● **Required action**
According to the Lorin J. Mullins biography below, in what year did he join the faculty of Purdue University?

● **Extracted text**
- Born: September 23, 1917 San Francisco
- Died: April 14, 1993 (aged 75) Chestertown, Maryland
- Citizenship: US
- Partner: Rowena née Stetson
- Children: 2

= Lorin J. Mullins =

American biophysicist (1917-1993)

Lorin John Mullins (September 23, 1917-April 14, 1993) was an American biophysicist who researched the movement of ions across the cell membrane. He served as the editor of the Annual Review of Biophysics and Bioengineering for ten years.

== Early life and education ==
Lorin John Mullins was born on September 23, 1917, in San Francisco, California. He attended the University of California, Berkeley for a bachelor's degree in 1937 and a PhD in physical chemistry. His PhD advisor was zoologist Sumner Cushing Brooks; he researched how the unicellular algae Nitella transported ions.

== Career ==
From 1940 to 1943, he was employed under Wallace O. Fenn at the University of Rochester; they researched the permeability of red blood cells to potassium and sodium ions. He was then part of the United States Army during World War II, spending time in the US training pilots in the operation of Boeing B-17 Flying Fortresses, though also flying some combat missions in Europe. He also researched the effect of high altitudes on pilots. Following the war, he had a series of brief jobs and research fellowships in Europe, Johns Hopkins University, with George de Hevesy at the Niels Bohr Institute in Copenhagen, and the Stazione Zoologica Anton Dohrn in Naples. He joined the faculty of Purdue University in 1950. A majority of his research focused on the movement of ions across the cell membrane. In 1959 he joined the University of Maryland as chair of its biophysics department.

He joined the Bermuda Institute of Ocean Sciences in 1951 and the Marine Biological Laboratory in 1956, where he worked until 1977. He was on the board of the National Institute of Neurological Disorders and Stroke, part of the National Institutes of Health, from 1969 to 1973. From 1973-1983 he was the editor of the Annual Review of Biophysics and Bioengineering. He retired from the University of Maryland School of Medicine in 1988, at which point he became a professor emeritus.

== Personal life and death ==
He was married to Rowena ; the couple had two children together.
He died on April 14, 1993, from cancer at the age of 76 in Chestertown, Maryland.

● **Stored data entries**
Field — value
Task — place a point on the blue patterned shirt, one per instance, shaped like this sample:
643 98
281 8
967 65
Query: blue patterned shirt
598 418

● **Result below**
1950